WHAT YOU SHOULD DO
Repeat verbatim the stretch of lines below from the one containing "Question. Indicate one point on each instance of the blue" through the one containing "[(211, 134)]", including both of those lines. Output only that stretch.

EXTRACTED INFORMATION

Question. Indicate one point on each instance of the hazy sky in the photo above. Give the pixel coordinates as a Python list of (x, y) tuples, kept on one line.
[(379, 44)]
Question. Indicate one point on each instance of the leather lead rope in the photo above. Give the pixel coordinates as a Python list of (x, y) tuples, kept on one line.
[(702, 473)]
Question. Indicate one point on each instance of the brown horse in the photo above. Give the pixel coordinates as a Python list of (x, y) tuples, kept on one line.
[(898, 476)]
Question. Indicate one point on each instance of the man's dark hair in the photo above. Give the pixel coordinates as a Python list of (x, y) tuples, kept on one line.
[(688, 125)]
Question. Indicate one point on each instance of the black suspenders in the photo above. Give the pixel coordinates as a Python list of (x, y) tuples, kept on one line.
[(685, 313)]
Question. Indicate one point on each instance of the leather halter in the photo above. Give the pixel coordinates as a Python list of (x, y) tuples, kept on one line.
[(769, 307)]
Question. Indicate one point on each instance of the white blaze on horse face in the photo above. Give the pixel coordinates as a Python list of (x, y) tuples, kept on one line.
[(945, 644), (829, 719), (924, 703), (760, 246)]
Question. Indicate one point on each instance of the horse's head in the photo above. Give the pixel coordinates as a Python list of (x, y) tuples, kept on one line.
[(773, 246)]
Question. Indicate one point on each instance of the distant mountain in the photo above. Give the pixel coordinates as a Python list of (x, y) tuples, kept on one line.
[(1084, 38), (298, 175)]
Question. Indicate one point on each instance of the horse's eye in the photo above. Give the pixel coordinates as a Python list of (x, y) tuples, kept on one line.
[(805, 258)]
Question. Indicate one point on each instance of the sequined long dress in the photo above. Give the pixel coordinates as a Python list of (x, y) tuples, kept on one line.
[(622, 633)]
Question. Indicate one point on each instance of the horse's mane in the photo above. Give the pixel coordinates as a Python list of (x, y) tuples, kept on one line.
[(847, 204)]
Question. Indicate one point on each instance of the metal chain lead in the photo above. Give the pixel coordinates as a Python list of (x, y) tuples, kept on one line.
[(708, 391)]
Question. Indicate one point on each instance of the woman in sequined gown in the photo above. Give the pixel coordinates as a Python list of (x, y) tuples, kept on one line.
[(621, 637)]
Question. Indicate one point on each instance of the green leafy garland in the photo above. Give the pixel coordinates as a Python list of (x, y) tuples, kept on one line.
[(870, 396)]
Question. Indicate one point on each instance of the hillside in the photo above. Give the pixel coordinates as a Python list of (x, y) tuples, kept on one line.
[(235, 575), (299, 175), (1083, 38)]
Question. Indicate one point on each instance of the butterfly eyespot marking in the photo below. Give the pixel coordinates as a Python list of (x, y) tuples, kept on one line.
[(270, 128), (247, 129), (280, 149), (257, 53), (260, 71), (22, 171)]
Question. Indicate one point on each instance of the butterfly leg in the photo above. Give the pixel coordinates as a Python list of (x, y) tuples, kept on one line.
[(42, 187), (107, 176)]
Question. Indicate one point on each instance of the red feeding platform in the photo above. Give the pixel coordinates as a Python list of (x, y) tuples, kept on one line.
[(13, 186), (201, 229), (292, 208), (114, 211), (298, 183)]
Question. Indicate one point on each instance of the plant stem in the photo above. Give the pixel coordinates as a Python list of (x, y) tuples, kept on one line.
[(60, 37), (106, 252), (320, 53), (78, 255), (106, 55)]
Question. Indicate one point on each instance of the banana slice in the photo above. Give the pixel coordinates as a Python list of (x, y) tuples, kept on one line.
---
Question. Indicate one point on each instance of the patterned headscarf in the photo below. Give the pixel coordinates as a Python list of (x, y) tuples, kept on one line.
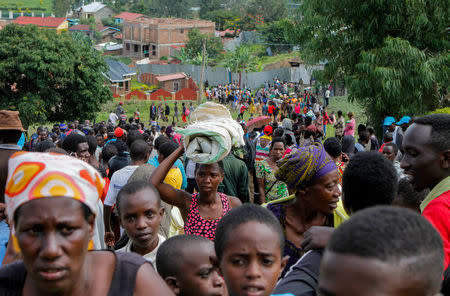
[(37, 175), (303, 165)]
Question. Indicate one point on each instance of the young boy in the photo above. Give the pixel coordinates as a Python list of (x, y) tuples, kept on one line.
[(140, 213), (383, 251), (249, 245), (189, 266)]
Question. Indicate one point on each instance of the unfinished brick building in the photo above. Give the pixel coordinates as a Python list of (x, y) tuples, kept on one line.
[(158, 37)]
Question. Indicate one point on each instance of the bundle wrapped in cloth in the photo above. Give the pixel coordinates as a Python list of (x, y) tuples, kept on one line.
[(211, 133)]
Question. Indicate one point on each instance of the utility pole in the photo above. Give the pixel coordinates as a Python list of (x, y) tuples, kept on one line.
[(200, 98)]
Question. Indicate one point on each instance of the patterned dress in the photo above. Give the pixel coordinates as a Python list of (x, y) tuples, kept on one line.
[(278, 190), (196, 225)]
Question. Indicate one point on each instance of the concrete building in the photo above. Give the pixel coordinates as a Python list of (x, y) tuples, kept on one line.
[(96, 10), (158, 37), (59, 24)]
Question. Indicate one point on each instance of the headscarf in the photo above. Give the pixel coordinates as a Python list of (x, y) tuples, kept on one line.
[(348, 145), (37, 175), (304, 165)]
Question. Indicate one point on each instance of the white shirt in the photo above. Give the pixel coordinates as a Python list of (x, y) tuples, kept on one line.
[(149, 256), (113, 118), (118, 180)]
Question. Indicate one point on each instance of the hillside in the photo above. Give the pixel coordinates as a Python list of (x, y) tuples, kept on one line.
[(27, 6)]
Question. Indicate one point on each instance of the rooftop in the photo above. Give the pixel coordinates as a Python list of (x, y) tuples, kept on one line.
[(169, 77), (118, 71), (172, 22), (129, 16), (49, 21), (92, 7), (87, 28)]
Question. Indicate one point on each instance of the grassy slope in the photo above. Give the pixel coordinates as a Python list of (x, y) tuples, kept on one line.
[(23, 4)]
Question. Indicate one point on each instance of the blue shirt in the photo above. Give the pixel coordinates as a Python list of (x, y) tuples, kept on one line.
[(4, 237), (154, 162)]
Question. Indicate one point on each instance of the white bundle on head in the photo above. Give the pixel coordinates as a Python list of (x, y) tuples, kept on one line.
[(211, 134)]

SOLVED PROBLEM
Question. Indicate one point on each instance of the blue shirt in the photo above. Give the pixel coordinates as a Python list of (x, y) tuples, kept on one line.
[(4, 237), (154, 162)]
Question. Indicate one point on each instance of the white bundle on head in the photo above. Give the pixel coordinates as a Python list of (x, y) tuples, kept on one line.
[(211, 134)]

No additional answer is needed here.